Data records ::
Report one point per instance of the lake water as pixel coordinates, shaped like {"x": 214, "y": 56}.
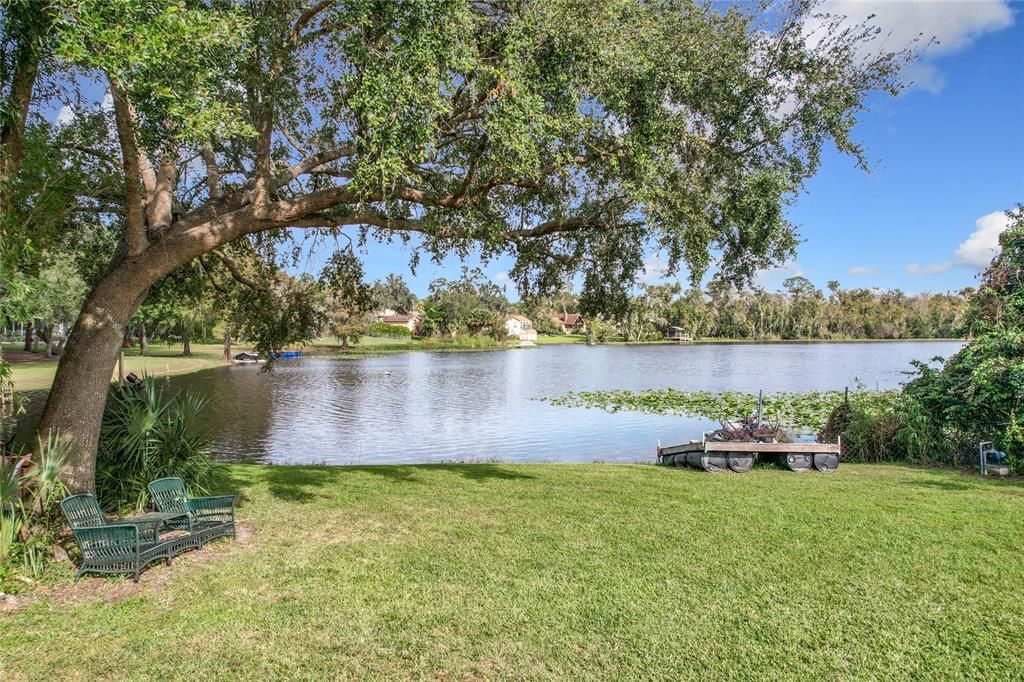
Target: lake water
{"x": 438, "y": 407}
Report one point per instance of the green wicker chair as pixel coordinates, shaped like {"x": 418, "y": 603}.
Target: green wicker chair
{"x": 207, "y": 517}
{"x": 113, "y": 548}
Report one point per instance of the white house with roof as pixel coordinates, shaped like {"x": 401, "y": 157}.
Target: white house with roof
{"x": 388, "y": 316}
{"x": 520, "y": 328}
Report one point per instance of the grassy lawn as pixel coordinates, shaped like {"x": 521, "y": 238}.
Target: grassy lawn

The problem :: Make an exact copy of each line, beginning at the one containing "Target: lake water" and ending with the last line of the data, and of no other line.

Response area ::
Target: lake water
{"x": 438, "y": 407}
Report one point per instance of the green wicker chair as pixel coordinates, shaped like {"x": 418, "y": 603}.
Target: green wicker chair
{"x": 207, "y": 517}
{"x": 113, "y": 548}
Report one point per instance of the white house with roof as pixel coordinates, shaped like {"x": 401, "y": 157}.
Target: white house with roof
{"x": 388, "y": 316}
{"x": 520, "y": 328}
Report one point per instance of the grassy lawn as pixel coordinates, shaped like {"x": 521, "y": 238}.
Target: grassy lawn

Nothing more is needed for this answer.